- _INSTRUKSI_
Tuliskan lanjutan teks berita di bawah tentang penulisan ulang manuskrip Al-Qur'an terpanjang dengan khat Hijazi awal, dimulai tepat setelah kalimat terakhirnya.

- _TEKS BACAAN_
——————————

Cerita di Balik Penulisan Manuskrip Al-Qur'an Terpanjang dengan Khat Hijazi Awal
18 March 2025 |
15:22 WIB
Pondok Pesantren Modern Sahid Pamijahan, Kabupaten Bogor, Jawa Barat melakukan penulisan Ulang Manuskrip Al-Qur'an Terpanjang dengan Khat Hijazi Awal. Kegiatan yang dilakukan mulai 17 Maret sampai 27 Mei 2025 tersebut menjadi bagian dari pencatatan Museum Rekor Dunia Indonesia (MURI).
Awal mula tercetusnya ide tersebut, berangkat dari Sri Bimastuti H. Sukamdani, Dewan Pembina Yayasan Wakaf Sahid Husnul Khotimah dan Vice President Sahid Group setelah perjalanannya ke Uzbekistan pada 2018.
"Saat di Uzbekisan saya berkesempatan untuk mengunjungi salah satu museum Al-Qur'an di Tashkent dan melihat Al-Qur'an asli peninggalan khalifah Usman bin Affan yang tertua di dunia," paparnya.

——————————

- _CUPLIKAN DATA_
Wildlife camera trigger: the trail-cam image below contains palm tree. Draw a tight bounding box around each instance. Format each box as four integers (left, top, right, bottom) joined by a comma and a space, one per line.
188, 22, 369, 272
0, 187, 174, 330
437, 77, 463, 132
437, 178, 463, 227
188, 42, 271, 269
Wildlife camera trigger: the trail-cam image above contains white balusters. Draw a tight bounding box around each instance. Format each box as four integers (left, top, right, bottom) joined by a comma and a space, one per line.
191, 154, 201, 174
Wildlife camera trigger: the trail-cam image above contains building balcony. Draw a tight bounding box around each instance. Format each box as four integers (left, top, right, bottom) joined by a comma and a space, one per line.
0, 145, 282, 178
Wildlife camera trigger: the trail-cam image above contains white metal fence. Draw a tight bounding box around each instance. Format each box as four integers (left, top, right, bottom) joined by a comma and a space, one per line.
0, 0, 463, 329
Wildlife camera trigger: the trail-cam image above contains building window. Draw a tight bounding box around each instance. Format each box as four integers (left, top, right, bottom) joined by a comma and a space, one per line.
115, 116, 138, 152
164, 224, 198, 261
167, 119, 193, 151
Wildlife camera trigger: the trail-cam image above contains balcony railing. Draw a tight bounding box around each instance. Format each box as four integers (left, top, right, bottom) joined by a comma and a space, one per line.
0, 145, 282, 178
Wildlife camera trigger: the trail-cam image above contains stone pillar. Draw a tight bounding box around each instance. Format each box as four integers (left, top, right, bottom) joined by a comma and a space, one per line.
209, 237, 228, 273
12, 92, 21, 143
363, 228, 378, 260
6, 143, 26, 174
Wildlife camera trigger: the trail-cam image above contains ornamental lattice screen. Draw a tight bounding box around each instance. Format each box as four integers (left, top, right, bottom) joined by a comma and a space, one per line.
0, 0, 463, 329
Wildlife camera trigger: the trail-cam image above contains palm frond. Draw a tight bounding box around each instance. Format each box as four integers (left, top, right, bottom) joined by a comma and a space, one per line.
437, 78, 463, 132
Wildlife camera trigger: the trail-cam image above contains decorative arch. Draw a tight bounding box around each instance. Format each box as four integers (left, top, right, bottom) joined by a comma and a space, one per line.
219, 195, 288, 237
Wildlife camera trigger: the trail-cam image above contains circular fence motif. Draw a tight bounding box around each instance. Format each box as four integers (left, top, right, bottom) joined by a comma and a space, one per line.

——————————

- _JAWABAN_
Baca juga: Pondok Pesantren Modern Sahid Pecahkan Rekor MURI Penulisan Manuskrip Al-Qur'an Terpanjang
Sepulang dari sana Sri Bimastuti tergerak untuk untuk membuat Rekor muri penulisan Al-Qur'an tertua di dunia tersebut, atas dorongan dari kerabat dan rekan-rekannya. Prosesnya memang cukup panjang, namun dia banyak mendapatkan dukungan dari pimpinan dan pengurus Pondok Pesantren Modern Sahid sampai akhirnya bisa terealisasi sekarang.
"Mudah-mudahan, perjalanan ini baik untuk kita semua, terutama anak-anak muda supaya bisa lebih mencintai Al-Qur'an, memahami sejarahnya dan menjadikannya sebagai pedoman hidup," lanjutnya.
Tantangan terbesar yang dikhawatirkan terjadi saat proses penulisan adalah, anak-anak yang belum terbiasa menulis dengan pena bambu dan tinta. Oleh karenanya, para pengajar mempersiapkan mereka dengan melakukan pelatihan supaya proses penulisannya rapi tanpa ada tinta yang berceceran.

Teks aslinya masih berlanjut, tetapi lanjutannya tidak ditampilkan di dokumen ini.